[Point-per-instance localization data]
________________________

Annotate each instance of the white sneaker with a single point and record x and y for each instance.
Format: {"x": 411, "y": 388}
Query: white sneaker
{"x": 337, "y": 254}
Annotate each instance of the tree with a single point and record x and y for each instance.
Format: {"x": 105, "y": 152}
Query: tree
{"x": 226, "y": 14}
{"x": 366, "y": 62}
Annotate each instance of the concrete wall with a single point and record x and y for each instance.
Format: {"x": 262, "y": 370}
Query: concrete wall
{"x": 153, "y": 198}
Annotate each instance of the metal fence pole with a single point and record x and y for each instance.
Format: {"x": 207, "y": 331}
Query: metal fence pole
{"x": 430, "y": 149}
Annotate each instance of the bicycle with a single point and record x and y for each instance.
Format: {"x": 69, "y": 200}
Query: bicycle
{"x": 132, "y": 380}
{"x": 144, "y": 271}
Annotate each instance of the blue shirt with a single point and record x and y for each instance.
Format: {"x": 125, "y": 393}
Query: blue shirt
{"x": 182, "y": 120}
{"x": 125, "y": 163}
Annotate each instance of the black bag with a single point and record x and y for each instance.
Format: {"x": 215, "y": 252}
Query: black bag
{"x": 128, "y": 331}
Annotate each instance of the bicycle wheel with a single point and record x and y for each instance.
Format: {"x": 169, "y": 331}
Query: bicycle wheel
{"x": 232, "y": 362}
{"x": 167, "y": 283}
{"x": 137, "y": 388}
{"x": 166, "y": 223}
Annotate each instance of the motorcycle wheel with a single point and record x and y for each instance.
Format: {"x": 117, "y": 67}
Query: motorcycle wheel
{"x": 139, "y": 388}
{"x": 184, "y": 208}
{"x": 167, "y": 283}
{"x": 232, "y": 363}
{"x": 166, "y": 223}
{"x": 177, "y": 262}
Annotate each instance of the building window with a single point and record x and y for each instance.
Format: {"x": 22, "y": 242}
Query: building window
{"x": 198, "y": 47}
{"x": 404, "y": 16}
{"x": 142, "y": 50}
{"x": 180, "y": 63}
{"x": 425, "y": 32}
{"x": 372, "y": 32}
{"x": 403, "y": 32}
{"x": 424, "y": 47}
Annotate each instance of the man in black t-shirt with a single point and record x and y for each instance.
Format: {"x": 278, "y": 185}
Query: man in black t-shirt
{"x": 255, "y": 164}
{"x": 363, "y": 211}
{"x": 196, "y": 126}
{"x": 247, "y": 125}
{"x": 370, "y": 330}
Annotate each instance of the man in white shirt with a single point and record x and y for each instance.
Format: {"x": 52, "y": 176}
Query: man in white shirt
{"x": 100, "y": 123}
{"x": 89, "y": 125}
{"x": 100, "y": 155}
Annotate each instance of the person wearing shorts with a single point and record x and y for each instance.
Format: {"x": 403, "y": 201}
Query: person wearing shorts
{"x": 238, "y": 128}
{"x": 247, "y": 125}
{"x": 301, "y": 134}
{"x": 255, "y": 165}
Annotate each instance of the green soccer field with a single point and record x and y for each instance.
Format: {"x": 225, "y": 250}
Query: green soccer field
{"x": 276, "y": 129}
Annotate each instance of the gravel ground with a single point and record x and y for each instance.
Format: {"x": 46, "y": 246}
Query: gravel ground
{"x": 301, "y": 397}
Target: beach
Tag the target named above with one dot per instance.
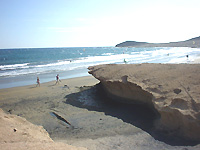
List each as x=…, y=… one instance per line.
x=77, y=112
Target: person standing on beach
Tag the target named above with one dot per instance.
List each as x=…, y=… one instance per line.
x=57, y=79
x=38, y=82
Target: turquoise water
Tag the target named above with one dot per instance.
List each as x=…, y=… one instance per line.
x=19, y=67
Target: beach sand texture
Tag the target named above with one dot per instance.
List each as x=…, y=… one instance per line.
x=171, y=89
x=84, y=118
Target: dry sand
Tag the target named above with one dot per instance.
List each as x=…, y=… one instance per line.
x=84, y=118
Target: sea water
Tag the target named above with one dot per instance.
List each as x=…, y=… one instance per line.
x=19, y=67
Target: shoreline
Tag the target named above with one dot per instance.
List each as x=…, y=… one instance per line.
x=94, y=121
x=27, y=80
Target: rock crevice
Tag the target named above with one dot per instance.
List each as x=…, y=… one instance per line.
x=172, y=89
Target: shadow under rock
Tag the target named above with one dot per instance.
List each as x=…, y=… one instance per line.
x=95, y=99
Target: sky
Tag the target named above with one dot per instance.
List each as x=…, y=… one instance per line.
x=96, y=23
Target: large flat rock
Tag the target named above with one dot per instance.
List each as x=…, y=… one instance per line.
x=172, y=89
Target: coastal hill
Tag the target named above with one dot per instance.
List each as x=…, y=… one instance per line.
x=194, y=43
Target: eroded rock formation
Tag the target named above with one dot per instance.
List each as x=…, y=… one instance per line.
x=172, y=89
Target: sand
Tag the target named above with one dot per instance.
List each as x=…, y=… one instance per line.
x=85, y=116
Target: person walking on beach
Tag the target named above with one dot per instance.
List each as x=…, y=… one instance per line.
x=57, y=79
x=38, y=82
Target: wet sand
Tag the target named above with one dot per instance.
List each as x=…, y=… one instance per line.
x=78, y=114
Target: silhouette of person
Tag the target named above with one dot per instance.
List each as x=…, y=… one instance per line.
x=38, y=82
x=57, y=79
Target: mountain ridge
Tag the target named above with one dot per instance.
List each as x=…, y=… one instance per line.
x=193, y=43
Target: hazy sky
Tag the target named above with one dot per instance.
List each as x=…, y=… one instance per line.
x=80, y=23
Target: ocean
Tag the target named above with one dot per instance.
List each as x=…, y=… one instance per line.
x=19, y=67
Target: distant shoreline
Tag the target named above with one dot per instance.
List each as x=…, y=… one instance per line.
x=193, y=43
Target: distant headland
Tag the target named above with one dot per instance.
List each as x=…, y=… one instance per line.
x=194, y=43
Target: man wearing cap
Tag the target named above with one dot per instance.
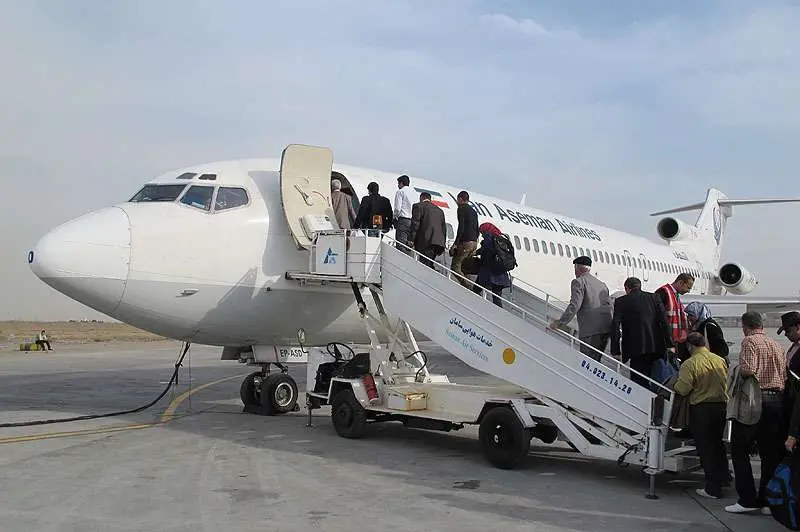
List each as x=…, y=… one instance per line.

________________________

▶ EXERCISE DIRECTIONS
Go through the entries and return each line where the word "water" appears.

▶ ANSWER BOX
Target: turquoise water
Target: sea water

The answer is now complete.